_Tasks:_
(1) From the passage on model routing, list every person named with both a first and last name.
(2) Translate this sentence from the passage on model routing into Spanish: "Even if executives disagree on the exact percentage, the direction is hard to miss: capacity and cost discipline will move from the back office to the product design conversation."
(3) From the passage on model routing, extract the part that opens with the words containing "And routing is" and closes with "product design conversation.", character for character.

_Page extract:_
============================================================

And routing is not a weird fringe concept anymore, at least not according to the reaction in the source. Venture capitalist Marc Andreessen called Armstrong’s comment “interesting.” Hugging Face cofounder Julien Chaumond wrote that “model routing is growing a lot these days.” Box CEO Aaron Levie said Armstrong’s numbers were “a bit extreme,” but still predicted AI use would stratify: “high end” work would be done by leading models, while “high volume” work would be relegated to cheap models. Harvey cofounder Winston Weinberg added that “Intelligence allocation is going to be extremely important.” Even if executives disagree on the exact percentage, the direction is hard to miss: capacity and cost discipline will move from the back office to the product design conversation.
Armstrong’s post also stirred debate because the market has recently trained itself to equate more tokens with more progress. The source notes that “tokenmaxxing” was once the dominant mindset, and tech leaders would post high token bills or flex usage of the latest models. In the startup world, the advice wasn’t always subtle either. The source references Y Combinator CEO Garry Tan advising founders to “let it rip” with tokens. Another cited data point: Lance Yan, a YC-backed startup founder, told Business Insider in April that rationing tokens was “stupid.”

============================================================

_Data extract:_

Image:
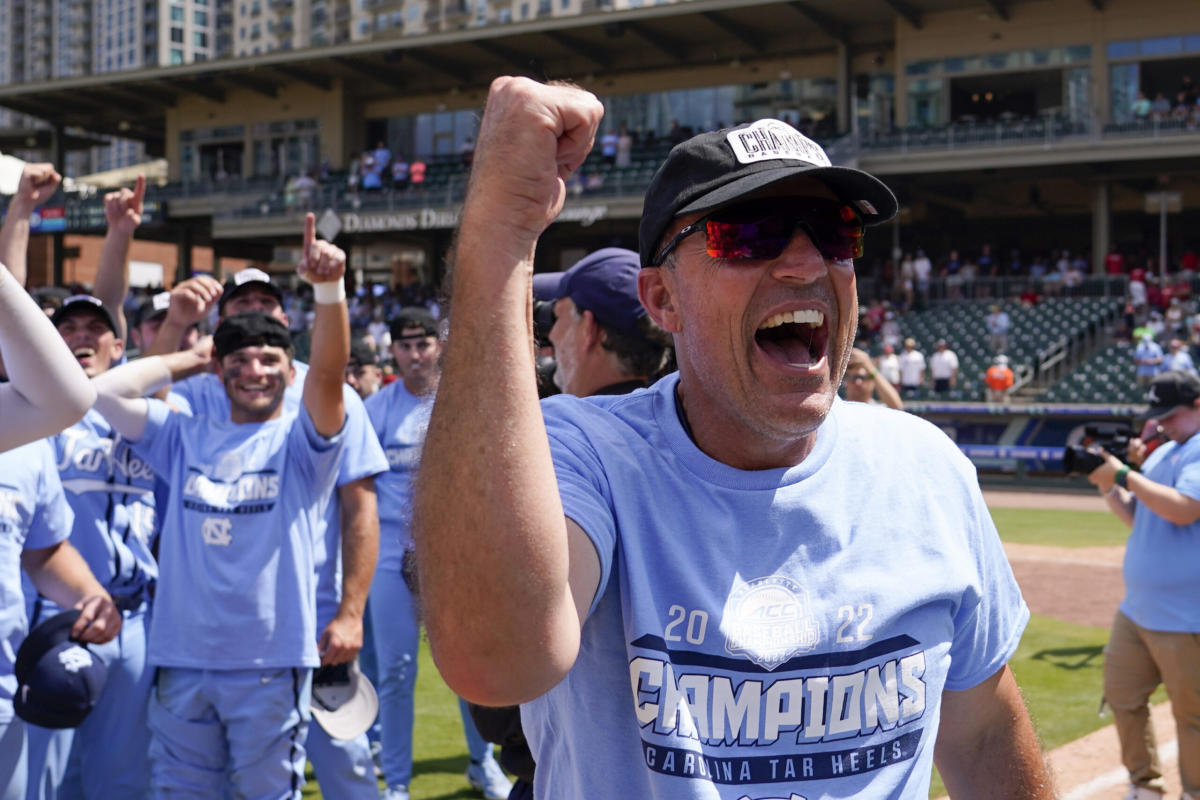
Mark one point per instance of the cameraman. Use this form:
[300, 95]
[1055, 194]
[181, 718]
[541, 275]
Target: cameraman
[1155, 635]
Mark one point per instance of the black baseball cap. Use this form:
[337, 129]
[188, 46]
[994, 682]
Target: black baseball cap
[251, 329]
[715, 168]
[83, 304]
[245, 280]
[1169, 391]
[604, 282]
[411, 317]
[59, 680]
[153, 307]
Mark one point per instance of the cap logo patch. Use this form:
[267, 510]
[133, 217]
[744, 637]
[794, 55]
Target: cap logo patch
[75, 659]
[774, 140]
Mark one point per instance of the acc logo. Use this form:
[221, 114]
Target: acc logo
[215, 530]
[75, 659]
[768, 620]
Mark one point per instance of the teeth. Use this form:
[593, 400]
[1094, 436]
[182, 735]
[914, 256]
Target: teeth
[803, 317]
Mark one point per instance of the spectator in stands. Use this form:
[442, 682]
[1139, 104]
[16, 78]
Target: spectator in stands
[999, 324]
[912, 367]
[889, 366]
[1140, 107]
[943, 367]
[865, 384]
[1114, 263]
[1177, 358]
[624, 148]
[1149, 358]
[999, 379]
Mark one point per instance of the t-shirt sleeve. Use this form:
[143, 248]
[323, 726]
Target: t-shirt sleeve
[159, 444]
[363, 455]
[583, 488]
[316, 456]
[53, 517]
[993, 614]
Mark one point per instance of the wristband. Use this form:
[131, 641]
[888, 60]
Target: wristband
[1121, 477]
[329, 293]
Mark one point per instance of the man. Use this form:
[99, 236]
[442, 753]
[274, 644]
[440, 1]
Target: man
[113, 494]
[347, 552]
[1149, 359]
[943, 367]
[1156, 635]
[363, 371]
[864, 384]
[399, 416]
[1000, 379]
[604, 342]
[234, 631]
[689, 585]
[912, 367]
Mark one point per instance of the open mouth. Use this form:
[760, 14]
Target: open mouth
[797, 338]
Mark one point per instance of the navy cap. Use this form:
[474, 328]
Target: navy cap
[59, 680]
[1170, 391]
[83, 304]
[715, 168]
[245, 280]
[604, 282]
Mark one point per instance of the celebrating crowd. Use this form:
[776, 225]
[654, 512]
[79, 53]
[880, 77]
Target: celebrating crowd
[721, 583]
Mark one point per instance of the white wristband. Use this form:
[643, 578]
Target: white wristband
[329, 293]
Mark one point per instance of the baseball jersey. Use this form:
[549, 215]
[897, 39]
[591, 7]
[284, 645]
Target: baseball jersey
[112, 492]
[1162, 590]
[240, 534]
[773, 633]
[33, 515]
[400, 419]
[361, 457]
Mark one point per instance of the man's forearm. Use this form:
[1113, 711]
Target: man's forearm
[360, 543]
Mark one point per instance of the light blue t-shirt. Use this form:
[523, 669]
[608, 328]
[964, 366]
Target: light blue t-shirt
[112, 492]
[400, 419]
[241, 527]
[761, 633]
[33, 515]
[205, 396]
[1162, 559]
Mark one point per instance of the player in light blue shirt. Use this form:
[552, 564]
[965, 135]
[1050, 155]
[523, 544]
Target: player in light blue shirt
[35, 524]
[399, 414]
[234, 630]
[346, 558]
[731, 584]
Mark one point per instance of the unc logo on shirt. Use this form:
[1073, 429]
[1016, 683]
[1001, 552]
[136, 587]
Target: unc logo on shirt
[215, 530]
[769, 620]
[75, 659]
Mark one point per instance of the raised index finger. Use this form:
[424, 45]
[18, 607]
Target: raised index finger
[310, 233]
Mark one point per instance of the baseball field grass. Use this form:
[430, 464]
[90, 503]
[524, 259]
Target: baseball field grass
[1059, 666]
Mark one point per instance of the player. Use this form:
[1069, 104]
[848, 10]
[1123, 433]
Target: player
[234, 636]
[730, 584]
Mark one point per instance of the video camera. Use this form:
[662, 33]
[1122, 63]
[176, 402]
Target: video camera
[1081, 456]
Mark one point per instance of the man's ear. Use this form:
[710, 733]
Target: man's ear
[654, 289]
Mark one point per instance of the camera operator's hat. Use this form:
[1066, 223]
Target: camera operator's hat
[345, 703]
[715, 168]
[59, 680]
[1169, 391]
[244, 281]
[604, 282]
[83, 304]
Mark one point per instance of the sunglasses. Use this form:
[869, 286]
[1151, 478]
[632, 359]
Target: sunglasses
[761, 229]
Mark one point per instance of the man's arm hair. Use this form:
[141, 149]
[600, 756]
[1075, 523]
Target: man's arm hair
[987, 747]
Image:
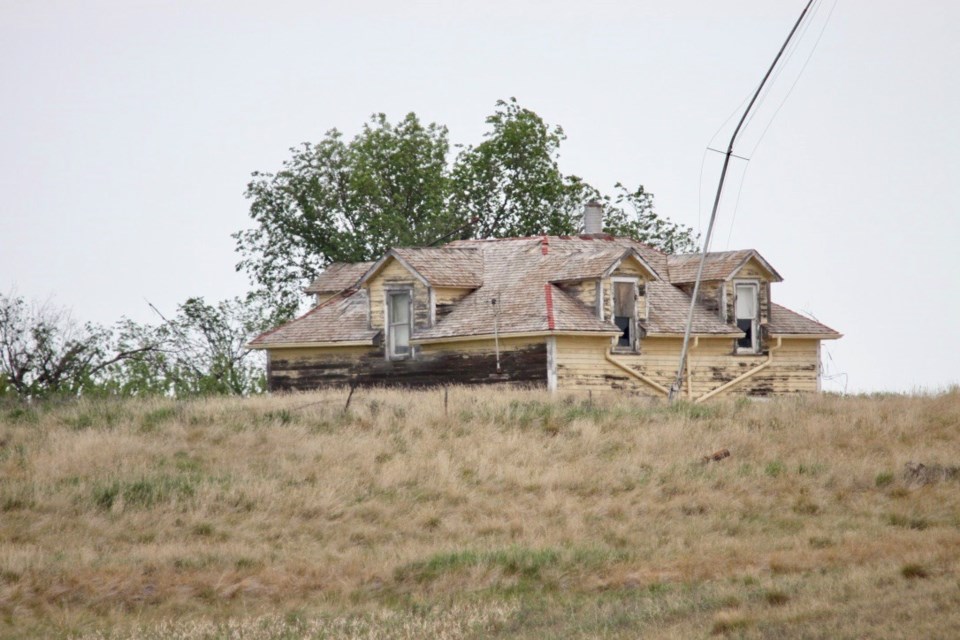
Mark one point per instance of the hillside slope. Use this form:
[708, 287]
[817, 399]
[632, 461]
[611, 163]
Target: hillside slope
[505, 514]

============================================================

_Answers to this exercise:_
(1)
Marc Andreessen
Julien Chaumond
Aaron Levie
Winston Weinberg
Garry Tan
Lance Yan

(2) Aunque los ejecutivos discrepen sobre el porcentaje exacto, la dirección es difícil de pasar por alto: la capacidad y la disciplina de costos pasarán de la trastienda administrativa a la conversación sobre el diseño del producto.

(3)
And routing is not a weird fringe concept anymore, at least not according to the reaction in the source. Venture capitalist Marc Andreessen called Armstrong’s comment “interesting.” Hugging Face cofounder Julien Chaumond wrote that “model routing is growing a lot these days.” Box CEO Aaron Levie said Armstrong’s numbers were “a bit extreme,” but still predicted AI use would stratify: “high end” work would be done by leading models, while “high volume” work would be relegated to cheap models. Harvey cofounder Winston Weinberg added that “Intelligence allocation is going to be extremely important.” Even if executives disagree on the exact percentage, the direction is hard to miss: capacity and cost discipline will move from the back office to the product design conversation.